Exercise details: Format the lines from the one containing "point: the white plumage in this photo" through the end of the material as a numbered list, omitting any blank lines.

Recorded data:
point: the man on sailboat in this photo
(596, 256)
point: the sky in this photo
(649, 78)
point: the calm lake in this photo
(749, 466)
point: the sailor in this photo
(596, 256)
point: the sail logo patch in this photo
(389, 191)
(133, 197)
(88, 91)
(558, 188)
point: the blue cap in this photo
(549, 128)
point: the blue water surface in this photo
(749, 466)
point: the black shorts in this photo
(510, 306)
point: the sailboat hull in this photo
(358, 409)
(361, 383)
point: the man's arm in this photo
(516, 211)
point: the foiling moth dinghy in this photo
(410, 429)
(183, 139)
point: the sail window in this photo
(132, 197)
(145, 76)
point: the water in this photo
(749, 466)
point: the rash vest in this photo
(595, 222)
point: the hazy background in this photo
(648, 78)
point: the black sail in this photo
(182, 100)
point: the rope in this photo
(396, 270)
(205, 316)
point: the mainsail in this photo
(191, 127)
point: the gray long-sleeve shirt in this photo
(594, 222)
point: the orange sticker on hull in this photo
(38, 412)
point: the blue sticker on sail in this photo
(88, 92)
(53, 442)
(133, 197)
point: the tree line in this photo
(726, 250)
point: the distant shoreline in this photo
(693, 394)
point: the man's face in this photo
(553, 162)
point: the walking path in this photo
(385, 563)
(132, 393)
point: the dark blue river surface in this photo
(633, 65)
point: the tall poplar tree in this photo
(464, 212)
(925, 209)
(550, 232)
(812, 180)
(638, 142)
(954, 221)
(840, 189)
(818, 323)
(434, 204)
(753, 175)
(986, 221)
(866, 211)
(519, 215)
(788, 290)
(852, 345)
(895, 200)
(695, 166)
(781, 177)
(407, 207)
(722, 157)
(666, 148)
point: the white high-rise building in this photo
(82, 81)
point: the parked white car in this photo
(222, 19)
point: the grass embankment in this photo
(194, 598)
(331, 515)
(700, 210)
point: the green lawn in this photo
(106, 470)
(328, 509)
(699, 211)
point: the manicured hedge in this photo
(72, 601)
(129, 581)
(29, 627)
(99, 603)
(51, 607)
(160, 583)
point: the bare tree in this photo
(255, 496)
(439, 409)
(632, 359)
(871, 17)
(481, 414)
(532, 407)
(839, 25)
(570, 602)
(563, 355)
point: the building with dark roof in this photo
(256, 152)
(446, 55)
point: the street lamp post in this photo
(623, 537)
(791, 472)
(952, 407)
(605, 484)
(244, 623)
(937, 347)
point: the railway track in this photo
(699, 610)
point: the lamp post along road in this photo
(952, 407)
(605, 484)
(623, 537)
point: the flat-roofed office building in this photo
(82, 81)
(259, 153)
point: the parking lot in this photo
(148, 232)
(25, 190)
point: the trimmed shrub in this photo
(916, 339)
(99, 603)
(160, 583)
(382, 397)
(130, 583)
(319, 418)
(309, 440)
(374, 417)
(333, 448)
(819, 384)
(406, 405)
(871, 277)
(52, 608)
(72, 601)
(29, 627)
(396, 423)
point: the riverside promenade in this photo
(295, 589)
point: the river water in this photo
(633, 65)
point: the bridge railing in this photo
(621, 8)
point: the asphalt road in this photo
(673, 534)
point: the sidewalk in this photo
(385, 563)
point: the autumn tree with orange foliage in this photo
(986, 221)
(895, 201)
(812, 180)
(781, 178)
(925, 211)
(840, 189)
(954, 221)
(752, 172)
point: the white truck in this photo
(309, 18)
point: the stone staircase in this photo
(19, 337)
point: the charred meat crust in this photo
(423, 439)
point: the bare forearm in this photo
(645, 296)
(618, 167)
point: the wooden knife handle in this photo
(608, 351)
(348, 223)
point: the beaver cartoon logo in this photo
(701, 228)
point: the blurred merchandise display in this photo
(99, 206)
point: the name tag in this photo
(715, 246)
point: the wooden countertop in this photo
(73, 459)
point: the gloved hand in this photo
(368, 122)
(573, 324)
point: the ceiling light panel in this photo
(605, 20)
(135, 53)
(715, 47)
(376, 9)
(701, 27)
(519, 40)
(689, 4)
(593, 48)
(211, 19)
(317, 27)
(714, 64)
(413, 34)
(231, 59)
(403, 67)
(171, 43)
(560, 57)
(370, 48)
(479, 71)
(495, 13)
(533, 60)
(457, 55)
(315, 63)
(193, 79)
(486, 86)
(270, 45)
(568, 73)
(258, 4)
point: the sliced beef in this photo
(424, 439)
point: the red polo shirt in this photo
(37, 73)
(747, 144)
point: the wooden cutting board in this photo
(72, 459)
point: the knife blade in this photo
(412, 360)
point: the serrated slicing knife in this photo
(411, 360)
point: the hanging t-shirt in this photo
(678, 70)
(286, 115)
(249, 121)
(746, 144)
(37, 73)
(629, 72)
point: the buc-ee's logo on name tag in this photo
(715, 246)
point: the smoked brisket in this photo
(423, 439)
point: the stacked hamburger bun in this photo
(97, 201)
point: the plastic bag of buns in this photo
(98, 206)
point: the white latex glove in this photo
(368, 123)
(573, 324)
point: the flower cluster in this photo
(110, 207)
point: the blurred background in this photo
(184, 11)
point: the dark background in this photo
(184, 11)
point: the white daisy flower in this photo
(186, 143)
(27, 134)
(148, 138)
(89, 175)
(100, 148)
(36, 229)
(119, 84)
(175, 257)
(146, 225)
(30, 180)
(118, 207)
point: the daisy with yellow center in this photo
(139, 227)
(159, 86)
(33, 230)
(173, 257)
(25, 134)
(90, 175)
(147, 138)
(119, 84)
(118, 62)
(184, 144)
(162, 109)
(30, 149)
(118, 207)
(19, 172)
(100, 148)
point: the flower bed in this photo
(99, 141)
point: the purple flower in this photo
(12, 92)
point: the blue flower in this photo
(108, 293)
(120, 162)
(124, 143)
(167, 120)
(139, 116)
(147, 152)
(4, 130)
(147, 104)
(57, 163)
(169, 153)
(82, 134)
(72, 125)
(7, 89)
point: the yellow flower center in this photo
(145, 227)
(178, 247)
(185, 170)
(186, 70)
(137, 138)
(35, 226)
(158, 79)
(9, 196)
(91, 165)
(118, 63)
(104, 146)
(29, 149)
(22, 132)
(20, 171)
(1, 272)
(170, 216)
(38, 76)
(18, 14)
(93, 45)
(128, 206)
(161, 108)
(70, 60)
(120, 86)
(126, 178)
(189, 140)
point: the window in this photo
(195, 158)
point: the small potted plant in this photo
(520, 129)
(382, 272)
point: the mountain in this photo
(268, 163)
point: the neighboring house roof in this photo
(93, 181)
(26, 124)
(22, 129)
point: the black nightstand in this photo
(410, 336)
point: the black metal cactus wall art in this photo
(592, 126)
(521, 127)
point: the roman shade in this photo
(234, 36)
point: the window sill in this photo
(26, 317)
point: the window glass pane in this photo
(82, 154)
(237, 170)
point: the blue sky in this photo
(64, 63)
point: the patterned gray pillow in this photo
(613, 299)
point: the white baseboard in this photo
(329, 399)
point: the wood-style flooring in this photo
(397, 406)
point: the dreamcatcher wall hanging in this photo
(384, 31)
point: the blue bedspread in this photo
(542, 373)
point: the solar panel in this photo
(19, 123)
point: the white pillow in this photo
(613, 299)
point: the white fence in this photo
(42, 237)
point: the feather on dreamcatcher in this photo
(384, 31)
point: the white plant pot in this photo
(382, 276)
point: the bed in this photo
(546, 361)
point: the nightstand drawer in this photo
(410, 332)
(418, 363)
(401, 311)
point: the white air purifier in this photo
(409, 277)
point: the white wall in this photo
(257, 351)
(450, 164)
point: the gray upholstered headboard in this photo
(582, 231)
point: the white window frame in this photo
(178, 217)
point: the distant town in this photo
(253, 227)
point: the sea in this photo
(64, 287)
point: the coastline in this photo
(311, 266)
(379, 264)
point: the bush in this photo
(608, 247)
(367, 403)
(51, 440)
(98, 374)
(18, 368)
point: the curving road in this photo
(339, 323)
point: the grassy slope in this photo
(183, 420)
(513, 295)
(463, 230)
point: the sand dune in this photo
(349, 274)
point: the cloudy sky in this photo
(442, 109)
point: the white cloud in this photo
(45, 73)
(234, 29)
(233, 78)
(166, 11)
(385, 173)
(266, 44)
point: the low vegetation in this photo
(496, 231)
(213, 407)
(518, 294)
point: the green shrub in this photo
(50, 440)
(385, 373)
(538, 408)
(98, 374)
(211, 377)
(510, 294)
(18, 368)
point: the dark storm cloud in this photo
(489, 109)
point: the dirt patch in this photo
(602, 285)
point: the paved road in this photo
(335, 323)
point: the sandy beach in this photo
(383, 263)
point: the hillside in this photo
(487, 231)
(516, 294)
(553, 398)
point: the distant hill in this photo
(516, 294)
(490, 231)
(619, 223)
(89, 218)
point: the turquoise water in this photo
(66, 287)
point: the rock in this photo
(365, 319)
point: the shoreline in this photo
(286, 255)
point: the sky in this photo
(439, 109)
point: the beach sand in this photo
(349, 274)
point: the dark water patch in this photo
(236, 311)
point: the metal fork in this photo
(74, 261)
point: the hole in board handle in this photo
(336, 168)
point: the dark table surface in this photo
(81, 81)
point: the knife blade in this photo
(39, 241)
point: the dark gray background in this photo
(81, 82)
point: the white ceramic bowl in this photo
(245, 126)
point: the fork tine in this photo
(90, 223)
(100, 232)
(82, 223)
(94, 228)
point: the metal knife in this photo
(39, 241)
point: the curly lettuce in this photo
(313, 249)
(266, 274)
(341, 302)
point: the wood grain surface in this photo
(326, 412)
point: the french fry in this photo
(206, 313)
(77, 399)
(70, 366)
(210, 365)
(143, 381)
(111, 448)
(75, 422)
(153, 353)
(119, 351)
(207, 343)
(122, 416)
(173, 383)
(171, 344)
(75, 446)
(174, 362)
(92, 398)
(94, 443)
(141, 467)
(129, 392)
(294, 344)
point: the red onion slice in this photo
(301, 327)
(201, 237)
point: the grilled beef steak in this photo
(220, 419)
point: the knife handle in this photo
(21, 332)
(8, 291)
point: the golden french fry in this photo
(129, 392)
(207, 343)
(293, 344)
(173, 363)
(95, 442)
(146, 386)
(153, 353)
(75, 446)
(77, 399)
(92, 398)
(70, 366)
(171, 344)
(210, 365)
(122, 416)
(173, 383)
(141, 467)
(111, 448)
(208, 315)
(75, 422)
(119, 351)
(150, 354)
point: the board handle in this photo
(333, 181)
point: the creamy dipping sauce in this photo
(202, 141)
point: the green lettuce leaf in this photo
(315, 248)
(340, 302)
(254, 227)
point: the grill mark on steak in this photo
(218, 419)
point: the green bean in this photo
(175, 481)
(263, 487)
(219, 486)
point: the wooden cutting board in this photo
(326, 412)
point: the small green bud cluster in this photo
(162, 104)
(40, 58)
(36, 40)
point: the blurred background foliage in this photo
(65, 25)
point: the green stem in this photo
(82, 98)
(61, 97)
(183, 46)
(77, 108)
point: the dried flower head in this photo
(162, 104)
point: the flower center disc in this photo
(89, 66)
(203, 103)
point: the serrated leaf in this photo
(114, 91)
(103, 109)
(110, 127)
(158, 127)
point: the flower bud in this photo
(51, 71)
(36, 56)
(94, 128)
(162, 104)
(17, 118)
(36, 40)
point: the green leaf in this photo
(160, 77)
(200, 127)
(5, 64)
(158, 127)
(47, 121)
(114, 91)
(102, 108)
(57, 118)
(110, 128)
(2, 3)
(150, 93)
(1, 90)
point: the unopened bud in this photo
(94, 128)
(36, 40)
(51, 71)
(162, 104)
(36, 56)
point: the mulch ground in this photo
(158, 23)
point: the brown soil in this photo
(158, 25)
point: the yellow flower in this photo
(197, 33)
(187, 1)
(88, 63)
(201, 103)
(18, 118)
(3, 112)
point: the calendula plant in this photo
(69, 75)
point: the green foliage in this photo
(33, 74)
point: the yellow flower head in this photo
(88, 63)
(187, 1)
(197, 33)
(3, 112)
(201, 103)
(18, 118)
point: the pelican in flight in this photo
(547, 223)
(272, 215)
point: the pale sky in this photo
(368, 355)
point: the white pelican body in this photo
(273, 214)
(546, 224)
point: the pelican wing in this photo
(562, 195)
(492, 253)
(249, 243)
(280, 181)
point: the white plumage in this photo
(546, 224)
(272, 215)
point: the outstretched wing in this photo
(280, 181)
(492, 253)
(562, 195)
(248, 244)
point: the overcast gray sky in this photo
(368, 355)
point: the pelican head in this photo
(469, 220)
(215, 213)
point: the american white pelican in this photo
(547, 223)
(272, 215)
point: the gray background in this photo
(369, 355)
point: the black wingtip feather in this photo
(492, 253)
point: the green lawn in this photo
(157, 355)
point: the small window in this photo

Result below:
1. point: the white plumage in this photo
2. (546, 224)
3. (272, 215)
4. point: the outstretched wing in this photo
5. (280, 181)
6. (492, 253)
7. (562, 195)
8. (248, 244)
9. point: the overcast gray sky in this photo
10. (368, 355)
11. point: the pelican head in this photo
12. (469, 220)
13. (215, 213)
14. point: the american white pelican in this photo
15. (547, 223)
16. (272, 215)
17. point: the gray background in this photo
18. (369, 355)
19. point: the black wingtip feather in this photo
20. (492, 253)
21. point: the green lawn in this photo
22. (157, 355)
23. point: the small window in this photo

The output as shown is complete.